▶ TASK
Extend the overview of religious schism, picking up after its final sentence about Protestant doctrinal disputes.

▶ PASSAGE TO READ
Schism: An Overview
SCHISM: AN OVERVIEW
Schism is the process by which a religious body divides to become two or more distinct, independent bodies. The division takes place because one or each of the bodies has come to see the other as deviant, as too different to be recognized as part of the same religious brotherhood. Often disputes over doctrine or organization brew for years before some triggering incident incites the final break. During that preparatory period, groups of adherents slowly come to understand their procedures and convictions as being fundamentally different from those of the opposing group. The psychological and sociological process of separation is often complete before an organizational break occurs.
Types of Schisms
One way to classify schisms is to look at who defines whom as deviant. Either the parent group or the departing group, or both, may see the other as having diverged from the true faith. In the first instance, when the parent group defines the schismatic group as deviant, the charge against it (or more often against its leader) is usually heresy. Ironically, such heretics do not usually set out to leave the parent body. Rather, they have new ideas about how the faith should be practiced or how the religious body should be organized; but in the course of promulgating their ideas, these reformers are found intolerable by the parent body and forced out. Such a process was most visible in the Protestant Reformation of the sixteenth century. But it also occurred within Protestantism as, for instance, when Puritan dissidents such as Anne Hutchinson and Roger Williams were cast out of the Massachusetts Bay Colony as heretics, forcing them to form new schismatic groups. Although reformers may declare the current leadership and practice of their body to be corrupt, in this kind of schism the body itself is not usually condemned until the separation is imminent.
In the second instance, schism may occur when a departing group declares the parent body to be illegitimate, and the parent body seeks to retain the schismatics within the fold. Such an occurrence is most common when the schism parallels clear political or ethnic divisions. The parent body seeks to retain a broad definition of itself and its power, and the schismatics seek more local, independent control. For instance, the Philippine revolution of 1897–1898 was followed in 1902 by a schism of many local churches away from the Roman Catholic hierarchy. Because the church had become a symbol of imperial rule, religious schism followed political independence. Throughout their history, the Sikhs of the Punjab have claimed that their way of life should be both politically and religiously independent of Hindu India, whereas India has taken a more inclusive (some would say imperialistic) stance. In the United States, various nineteenth-century Protestant schisms resulted from ethnic and cultural differences introduced by immigrants. As in the 1963 split in the (American) Serbian Orthodox church, these schismatic groups came to see the parent body as unresponsive to their needs and probably irredeemable. Schisms took place despite protests from the parent group.
The third kind of schism is probably the most common. Here each side comes to see the other as having deviated from the true path. Although each may try for a time to convert the other, their final separation is a recognition that they can no longer work and worship together. This pattern has been typical for American Protestantism, from the regional divisions of the mid-nineteenth century to the fundamentalist departures of the 1920s. Since no single Protestant body monopolizes religious authority, charges of heresy can be made by almost anyone. When the charge has found fertile ground in popular discontent, Protestant doctrinal disputes have often led to schism.

[Some records]
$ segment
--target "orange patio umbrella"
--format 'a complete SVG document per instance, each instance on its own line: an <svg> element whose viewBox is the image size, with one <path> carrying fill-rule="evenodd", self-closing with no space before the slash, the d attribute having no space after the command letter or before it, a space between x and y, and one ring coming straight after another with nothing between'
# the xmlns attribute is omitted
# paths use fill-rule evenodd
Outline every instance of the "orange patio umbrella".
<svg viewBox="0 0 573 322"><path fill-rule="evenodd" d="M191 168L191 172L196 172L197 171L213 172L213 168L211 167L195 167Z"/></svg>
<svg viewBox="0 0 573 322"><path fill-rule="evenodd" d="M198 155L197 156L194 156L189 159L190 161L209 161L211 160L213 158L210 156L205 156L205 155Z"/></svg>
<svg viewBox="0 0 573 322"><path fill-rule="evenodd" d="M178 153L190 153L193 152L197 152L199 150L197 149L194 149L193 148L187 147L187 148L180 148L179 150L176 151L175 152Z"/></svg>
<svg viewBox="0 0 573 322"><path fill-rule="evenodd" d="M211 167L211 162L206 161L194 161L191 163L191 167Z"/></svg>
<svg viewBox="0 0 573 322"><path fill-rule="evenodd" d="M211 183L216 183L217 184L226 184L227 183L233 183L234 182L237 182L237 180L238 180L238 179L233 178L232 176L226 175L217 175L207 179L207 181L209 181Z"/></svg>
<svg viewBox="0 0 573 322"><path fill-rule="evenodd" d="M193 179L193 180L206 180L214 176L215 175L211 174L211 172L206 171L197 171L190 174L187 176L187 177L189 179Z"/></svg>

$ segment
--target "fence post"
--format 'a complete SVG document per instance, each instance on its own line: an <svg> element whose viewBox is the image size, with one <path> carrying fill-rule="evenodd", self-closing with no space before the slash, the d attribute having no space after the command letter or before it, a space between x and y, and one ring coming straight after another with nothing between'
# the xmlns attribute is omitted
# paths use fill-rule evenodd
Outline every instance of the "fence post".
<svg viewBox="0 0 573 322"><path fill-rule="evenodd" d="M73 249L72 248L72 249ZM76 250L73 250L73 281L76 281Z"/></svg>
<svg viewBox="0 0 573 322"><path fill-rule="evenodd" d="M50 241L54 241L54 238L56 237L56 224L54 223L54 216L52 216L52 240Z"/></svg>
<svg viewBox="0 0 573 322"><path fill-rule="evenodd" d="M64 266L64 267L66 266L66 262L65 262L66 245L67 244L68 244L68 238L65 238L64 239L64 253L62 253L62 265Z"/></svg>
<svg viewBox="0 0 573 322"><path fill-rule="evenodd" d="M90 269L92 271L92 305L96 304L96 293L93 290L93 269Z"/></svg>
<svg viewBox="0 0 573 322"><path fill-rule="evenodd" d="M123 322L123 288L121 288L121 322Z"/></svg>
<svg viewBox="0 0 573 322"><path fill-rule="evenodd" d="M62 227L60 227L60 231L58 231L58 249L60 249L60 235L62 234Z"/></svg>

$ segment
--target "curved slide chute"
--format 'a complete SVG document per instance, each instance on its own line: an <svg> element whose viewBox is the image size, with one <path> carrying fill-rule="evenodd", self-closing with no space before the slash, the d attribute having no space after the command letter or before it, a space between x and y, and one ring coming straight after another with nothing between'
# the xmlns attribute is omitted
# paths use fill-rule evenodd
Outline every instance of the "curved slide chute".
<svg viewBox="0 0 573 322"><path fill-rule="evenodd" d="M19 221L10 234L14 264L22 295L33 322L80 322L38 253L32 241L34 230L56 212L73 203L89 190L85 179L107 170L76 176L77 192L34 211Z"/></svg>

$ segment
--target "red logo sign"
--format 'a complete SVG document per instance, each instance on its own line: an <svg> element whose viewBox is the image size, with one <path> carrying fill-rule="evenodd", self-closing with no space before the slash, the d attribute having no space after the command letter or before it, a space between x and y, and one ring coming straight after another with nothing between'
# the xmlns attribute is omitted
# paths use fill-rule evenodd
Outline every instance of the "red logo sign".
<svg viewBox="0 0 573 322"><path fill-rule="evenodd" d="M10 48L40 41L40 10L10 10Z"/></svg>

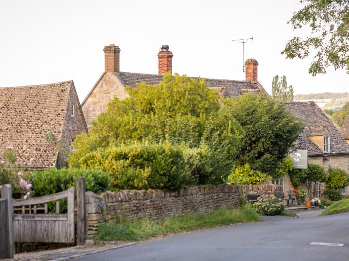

▶ EXPECTED OUTPUT
Ideological Factors
Religious schism, of course, by definition is an ideological matter. Differences in belief and practice are almost always at stake. In Eastern cultures, the scale is likely to tip toward differences in religious practice as the source of division, whereas in Western society, dogma assumes a more central role. The ultimate values of most groups are vague enough to allow for differences in practical interpretation. In religious groups those practical differences can create divergent paths to salvation and opposing definitions of good and evil, with each side nevertheless seeking to justify its beliefs in terms of the same core of sacred values.
Even organizational and political disputes, when they occur within religion, are infused with sacred meaning. In The Religion of India (1958), Max Weber argues that the original division between Hinayānā and Mahāyāna Buddhism was more organizational than dogmatic. The Mahāyāna tradition began to allow more leniency in relationships to worldly affairs, the laity, and money. Today, leaders of religious organizations are not just subject to accusations of inefficiency and poor administration but to charges of violating a sacred trust. When dissidents seek to reform a religious organization, they often charge that those in power have corrupted the true ideals of the group. Typical bureaucratic intransigence can become proof of evil intent. The battle cries of religious conflict originate in arguments about ultimate truth, and for that reason they must be taken seriously as factors in the divisions that occur from time to time.
Social Factors
It is, however, impossible to treat religious schism exclusively as a theological matter. The ideas over which believers fight and divide make sense only as a part of the lives of people in a given time, place, and social position. When social change occurs, people's understanding of the religious life changes as well. Separation occurs not only because people come to hold incompatible views about salavation but because those views are born of different life experiences. The kinds of social differences that can lead to religious schism fall into three broad, interrelated categories.
Economic differences
H. Richard Niebuhr claims that "the division of the churches closely follows the division of men into the castes of national, racial, and economic groups" (1929, p. 6). Although class divisions are rarely a perfect predictor of religious schism, they often play an important role. Niebuhr's argument is that sects (that is, schismatic groups) arise as the socially disinherited seek a religion that more nearly meets their needs. They are more concerned with emotion, informality, ethical purity, and the coming new age than more established, well-to-do believers either need or wish to be.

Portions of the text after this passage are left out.